■ **Предоставленный отрывок**
Страсти в спорах вокруг авторитета «вождей» особенно накалились во время встречи делегаций КПСС и КПК, состоявшейся по инициативе советской стороны в Москве в июле 1964 года. Немало пришлось приложить усилий, чтобы эта встреча состоялась. К тому времени прошло уже более года, как я был отозван из посольства в Китае на работу в качестве заместителя заведующего Отделом ЦК КПСС по связям с коммунистическими и рабочими партиями социалистических стран, которым руководил секретарь ЦК КПСС Ю.В. Андропов.

Юрий Владимирович искренне и последовательно отстаивал линию на развитие добрых отношений между КПСС и КПК, СССР и КНР. В ряду других весьма значимых партийных и государственных вопросов, входивших в его лично и Отдела ЦК компетенцию, проблема советско-китайских отношений являлась для него первостепенной. Решению ее Ю.В. Андропов отдавал свой ясный ум, большое сердце, уже тогда, к сожалению, дававшее сбои, свои недюжинные способности и большую работоспособность. Чего ему, как и другим в то время, не хватало, так это смелости перед вышестоящими. Конечно, в Отделе он был генератором идей и организатором их воплощения в жизнь. Он, говоря его словами, брал «ручку в ручку» и писал, переписывал, передиктовывал то, что к нему поступало. И странно сейчас читать публикации отдельных бывших консультантов Отдела, которые ныне выдают себя за единственных поставщиков идей для «вождей», а тогда не имели ни политического, ни практического опыта, но умели складно писать на заданные темы, используя свои картотеки из цитат, пригодные на все случаи жизни.

■ **Указания**
A. Определите, соответствуют ли отрывку об Андропове и советско-китайских отношениях утверждения (i), (ii) и (iii). Для каждого ответьте «да» или «нет» и приведите точную цитату, которая это решает. (i) Встреча делегаций КПСС и КПК в июле 1964 года прошла по инициативе китайской стороны. (ii) Отделом ЦК КПСС по связям с коммунистическими и рабочими партиями социалистических стран руководил Ю.В. Андропов. (iii) Согласно отрывку, Андропову не хватало смелости перед вышестоящими.
B. Продолжите отрывок об Андропове и советско-китайских отношениях, начав сразу после его последнего предложения.

■ **Фрагменты данных**
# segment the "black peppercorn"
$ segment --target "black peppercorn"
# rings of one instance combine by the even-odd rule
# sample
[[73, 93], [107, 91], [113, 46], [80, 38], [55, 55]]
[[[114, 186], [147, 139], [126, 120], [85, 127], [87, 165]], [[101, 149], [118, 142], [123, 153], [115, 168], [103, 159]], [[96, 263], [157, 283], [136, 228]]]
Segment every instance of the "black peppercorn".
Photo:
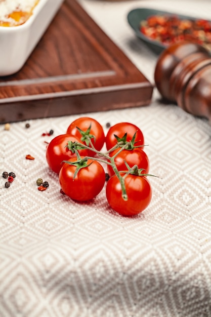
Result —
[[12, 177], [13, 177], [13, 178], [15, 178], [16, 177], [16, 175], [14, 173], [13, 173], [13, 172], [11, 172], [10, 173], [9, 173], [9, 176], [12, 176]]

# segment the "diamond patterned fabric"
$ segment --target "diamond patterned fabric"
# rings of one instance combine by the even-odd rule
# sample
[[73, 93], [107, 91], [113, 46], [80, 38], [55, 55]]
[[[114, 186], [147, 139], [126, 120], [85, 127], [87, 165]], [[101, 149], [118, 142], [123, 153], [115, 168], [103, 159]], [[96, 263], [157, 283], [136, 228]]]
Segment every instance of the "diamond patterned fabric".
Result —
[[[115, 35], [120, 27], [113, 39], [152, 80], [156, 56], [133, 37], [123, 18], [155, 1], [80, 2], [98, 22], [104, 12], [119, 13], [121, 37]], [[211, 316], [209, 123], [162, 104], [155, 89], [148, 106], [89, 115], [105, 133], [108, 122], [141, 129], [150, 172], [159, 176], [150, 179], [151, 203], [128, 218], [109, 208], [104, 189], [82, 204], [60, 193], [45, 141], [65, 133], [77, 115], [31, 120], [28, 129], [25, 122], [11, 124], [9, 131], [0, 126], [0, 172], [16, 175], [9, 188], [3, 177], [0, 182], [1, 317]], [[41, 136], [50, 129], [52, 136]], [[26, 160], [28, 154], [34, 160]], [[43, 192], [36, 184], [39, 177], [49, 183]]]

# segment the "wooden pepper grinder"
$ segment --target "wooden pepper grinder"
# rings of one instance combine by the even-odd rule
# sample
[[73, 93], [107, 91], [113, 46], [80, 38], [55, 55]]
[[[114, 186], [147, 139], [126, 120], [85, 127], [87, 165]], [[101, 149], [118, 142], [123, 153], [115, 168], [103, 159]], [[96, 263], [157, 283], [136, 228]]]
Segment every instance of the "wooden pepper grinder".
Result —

■ **Ответы по заданиям**
A.
(i) Нет: «состоявшейся по инициативе советской стороны в Москве в июле 1964 года».
(ii) Да: «которым руководил секретарь ЦК КПСС Ю.В. Андропов».
(iii) Да: «Чего ему, как и другим в то время, не хватало, так это смелости перед вышестоящими».

B.
Ю.В. Андропов в те времена мне нравился. Несмотря на противоречивость его натуры, с ним было легко работать. Может быть, еще и потому, что в нас сидела «комсомольская закалка», простота и честность в отношениях. Юрий Владимирович умел создавать обстановку, побуждающую к размышлениям, анализу, взвешенности в оценке явлений, фактов, процессов, а тем более принимаемых решений. «Мы с тобой, – говорил он, – не имеем права на ошибку – за нами ЦК».

Но вернемся к советско-китайской встрече летом 1963 года.

Н.С. Хрущева удалось убедить в необходимости проведения такой встречи в надежде предпринять еще одну попытку остановить ухудшение советско-китайских отношений, найти пути к их нормализации и развитию на основе прежней дружбы, взаимовыгодного сотрудничества.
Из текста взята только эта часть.